** Task statement **
Give the total of lines holding the word "each" in the records below, and nothing else.

** Given information **
·····
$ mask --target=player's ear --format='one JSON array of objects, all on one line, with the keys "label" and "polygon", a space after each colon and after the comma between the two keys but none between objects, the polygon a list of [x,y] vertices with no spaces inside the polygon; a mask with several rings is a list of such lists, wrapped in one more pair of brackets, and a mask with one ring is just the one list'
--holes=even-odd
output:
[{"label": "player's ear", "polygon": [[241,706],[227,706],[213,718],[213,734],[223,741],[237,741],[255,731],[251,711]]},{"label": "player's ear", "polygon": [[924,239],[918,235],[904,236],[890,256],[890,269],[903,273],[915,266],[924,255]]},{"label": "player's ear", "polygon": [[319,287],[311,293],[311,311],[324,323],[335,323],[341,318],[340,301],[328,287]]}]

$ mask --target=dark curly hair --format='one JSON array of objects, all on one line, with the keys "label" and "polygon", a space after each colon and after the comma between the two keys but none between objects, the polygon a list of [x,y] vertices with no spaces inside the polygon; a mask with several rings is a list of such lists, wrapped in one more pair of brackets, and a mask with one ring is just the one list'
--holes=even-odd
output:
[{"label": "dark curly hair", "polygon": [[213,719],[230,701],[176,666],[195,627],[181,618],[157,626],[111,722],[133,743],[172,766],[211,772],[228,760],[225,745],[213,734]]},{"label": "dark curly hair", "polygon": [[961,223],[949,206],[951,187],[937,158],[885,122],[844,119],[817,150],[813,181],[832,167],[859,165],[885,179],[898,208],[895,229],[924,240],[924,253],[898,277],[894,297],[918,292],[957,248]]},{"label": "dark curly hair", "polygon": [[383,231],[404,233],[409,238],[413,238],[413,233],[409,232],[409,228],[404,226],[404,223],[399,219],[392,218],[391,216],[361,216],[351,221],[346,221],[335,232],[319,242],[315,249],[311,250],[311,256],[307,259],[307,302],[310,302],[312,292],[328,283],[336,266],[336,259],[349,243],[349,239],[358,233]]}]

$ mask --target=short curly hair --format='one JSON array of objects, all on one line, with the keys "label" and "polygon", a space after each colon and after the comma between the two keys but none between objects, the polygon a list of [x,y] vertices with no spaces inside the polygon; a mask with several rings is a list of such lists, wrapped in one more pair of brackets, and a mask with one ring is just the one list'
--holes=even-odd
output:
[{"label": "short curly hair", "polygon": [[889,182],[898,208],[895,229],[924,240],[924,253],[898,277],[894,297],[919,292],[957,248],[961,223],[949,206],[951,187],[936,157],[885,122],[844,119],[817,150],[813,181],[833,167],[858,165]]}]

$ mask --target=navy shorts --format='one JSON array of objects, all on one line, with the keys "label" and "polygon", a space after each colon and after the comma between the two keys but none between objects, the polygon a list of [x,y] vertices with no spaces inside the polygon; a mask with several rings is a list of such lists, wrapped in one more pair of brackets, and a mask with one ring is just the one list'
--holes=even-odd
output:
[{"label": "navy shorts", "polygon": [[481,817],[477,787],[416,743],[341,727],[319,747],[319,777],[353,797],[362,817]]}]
·····
** Response to the exercise **
4